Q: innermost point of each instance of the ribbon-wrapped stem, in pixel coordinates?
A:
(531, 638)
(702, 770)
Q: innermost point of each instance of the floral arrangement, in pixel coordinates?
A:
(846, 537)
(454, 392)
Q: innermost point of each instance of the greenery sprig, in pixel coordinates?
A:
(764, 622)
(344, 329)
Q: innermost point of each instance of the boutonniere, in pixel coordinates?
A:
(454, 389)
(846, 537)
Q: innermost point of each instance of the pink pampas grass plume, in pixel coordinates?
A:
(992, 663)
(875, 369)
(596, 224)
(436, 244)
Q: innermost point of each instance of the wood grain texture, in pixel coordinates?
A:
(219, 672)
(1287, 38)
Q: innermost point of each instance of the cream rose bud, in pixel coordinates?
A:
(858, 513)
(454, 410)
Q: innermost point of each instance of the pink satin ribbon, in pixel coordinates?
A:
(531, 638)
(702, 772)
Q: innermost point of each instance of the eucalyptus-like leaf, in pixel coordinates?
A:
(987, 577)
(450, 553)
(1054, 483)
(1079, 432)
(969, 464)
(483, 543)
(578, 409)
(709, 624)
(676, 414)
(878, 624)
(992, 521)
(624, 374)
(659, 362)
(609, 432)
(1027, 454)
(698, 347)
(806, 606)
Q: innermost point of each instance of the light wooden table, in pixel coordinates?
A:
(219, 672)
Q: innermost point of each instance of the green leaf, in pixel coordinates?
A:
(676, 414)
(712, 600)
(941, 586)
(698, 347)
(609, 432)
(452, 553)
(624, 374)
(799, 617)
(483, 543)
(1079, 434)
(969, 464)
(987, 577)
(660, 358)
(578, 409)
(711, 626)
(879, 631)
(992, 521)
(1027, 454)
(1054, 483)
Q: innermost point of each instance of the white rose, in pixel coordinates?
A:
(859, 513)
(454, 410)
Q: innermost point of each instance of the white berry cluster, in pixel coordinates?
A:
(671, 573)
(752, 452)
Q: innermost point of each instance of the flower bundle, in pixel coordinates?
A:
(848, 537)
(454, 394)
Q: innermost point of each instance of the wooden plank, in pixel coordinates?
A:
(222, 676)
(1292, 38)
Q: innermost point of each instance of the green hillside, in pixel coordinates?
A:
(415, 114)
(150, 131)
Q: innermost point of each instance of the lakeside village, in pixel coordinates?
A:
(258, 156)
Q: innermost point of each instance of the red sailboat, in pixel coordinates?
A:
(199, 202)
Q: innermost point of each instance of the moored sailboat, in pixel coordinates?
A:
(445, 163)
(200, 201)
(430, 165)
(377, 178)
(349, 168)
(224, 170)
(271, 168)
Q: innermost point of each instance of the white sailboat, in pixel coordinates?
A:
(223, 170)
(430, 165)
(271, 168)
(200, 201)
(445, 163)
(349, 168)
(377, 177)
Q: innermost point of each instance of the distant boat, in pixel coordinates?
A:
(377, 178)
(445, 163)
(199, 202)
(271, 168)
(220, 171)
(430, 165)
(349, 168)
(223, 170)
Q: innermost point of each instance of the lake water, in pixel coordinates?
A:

-*-

#### [DO THIS]
Can you put each line of the entries above into a numbered list and leave out any blank lines?

#### [RESULT]
1. Q: innermost point of each instance of the ribbon-wrapped stem, in pixel coordinates?
2. A:
3. (531, 638)
4. (702, 770)
5. Q: innermost point of each instance of the floral arrangement, in pixel coordinates?
6. A:
7. (846, 537)
8. (454, 392)
9. Q: innermost point of each instance of the greenery sprig, in pixel coordinates?
10. A:
11. (764, 622)
12. (344, 329)
13. Q: innermost point of each instance of the boutonniere, in pixel coordinates?
14. A:
15. (454, 389)
16. (846, 537)
17. Q: innermost point of each instance of the pink pampas grass plume, in pixel coordinates?
18. A:
19. (992, 663)
20. (875, 369)
21. (596, 224)
22. (436, 244)
23. Q: innermost point of each instance of the wood grain texture, in pixel coordinates?
24. A:
25. (219, 672)
26. (1287, 38)
27. Q: innermost point of each instance of the cream rose bud, in pixel coordinates?
28. A:
29. (858, 513)
30. (454, 410)
31. Q: innermost point of each instance of the pink satin ribbon, in pixel coordinates?
32. A:
33. (531, 638)
34. (702, 772)
35. Q: innermost point of each instance of the eucalyptus-like leaf, in pixel coordinates?
36. A:
37. (987, 577)
38. (450, 553)
39. (1054, 483)
40. (1079, 432)
41. (969, 464)
42. (483, 543)
43. (578, 409)
44. (709, 624)
45. (676, 414)
46. (878, 624)
47. (992, 521)
48. (624, 374)
49. (659, 362)
50. (609, 432)
51. (1027, 454)
52. (698, 347)
53. (806, 606)
54. Q: innermost point of each instance of the light wooden table, in pixel coordinates?
55. A:
56. (219, 672)
57. Q: innermost point of each instance of the green leaf, in pixel coordinates?
58. A:
59. (676, 414)
60. (712, 600)
61. (941, 586)
62. (698, 347)
63. (609, 432)
64. (452, 553)
65. (624, 374)
66. (799, 617)
67. (483, 543)
68. (1079, 434)
69. (969, 464)
70. (987, 577)
71. (660, 358)
72. (578, 409)
73. (711, 626)
74. (879, 631)
75. (992, 521)
76. (1027, 454)
77. (1054, 483)
78. Q: innermost point of each instance of the white rose, in pixel coordinates?
79. A:
80. (859, 513)
81. (454, 410)
82. Q: innermost point of each instance of the white berry cluster, in pixel coordinates?
83. A:
84. (671, 573)
85. (752, 452)
86. Q: innermost point of each instance of the flower bundle, in pixel coordinates?
87. A:
88. (848, 537)
89. (454, 394)
90. Q: innermost point of each instance of the wooden plank, in pixel coordinates?
91. A:
92. (222, 676)
93. (1292, 38)
94. Q: innermost point of each instance of the green hillside, in pixel coordinates?
95. A:
96. (415, 114)
97. (150, 131)
98. Q: innermost point of each instance of the lakeside village, in pixel coordinates?
99. A:
100. (258, 156)
101. Q: innermost point of each instance of the red sailboat, in pixel coordinates?
102. A:
103. (199, 202)
104. Q: innermost point of each instance of the moored sailboat, in pixel coordinates?
105. A:
106. (445, 163)
107. (200, 201)
108. (430, 165)
109. (377, 178)
110. (349, 168)
111. (224, 170)
112. (271, 168)
113. Q: innermost point of each instance of the white sailboat, in pixel coordinates?
114. A:
115. (223, 170)
116. (430, 165)
117. (271, 168)
118. (200, 201)
119. (445, 163)
120. (349, 168)
121. (377, 177)
122. Q: innermost point of each instance of the distant boat, in pixel coordinates?
123. A:
124. (377, 178)
125. (445, 163)
126. (199, 202)
127. (271, 168)
128. (220, 171)
129. (430, 165)
130. (349, 168)
131. (223, 170)
132. Q: innermost point of each instance of the lake water, in pixel coordinates?
133. A:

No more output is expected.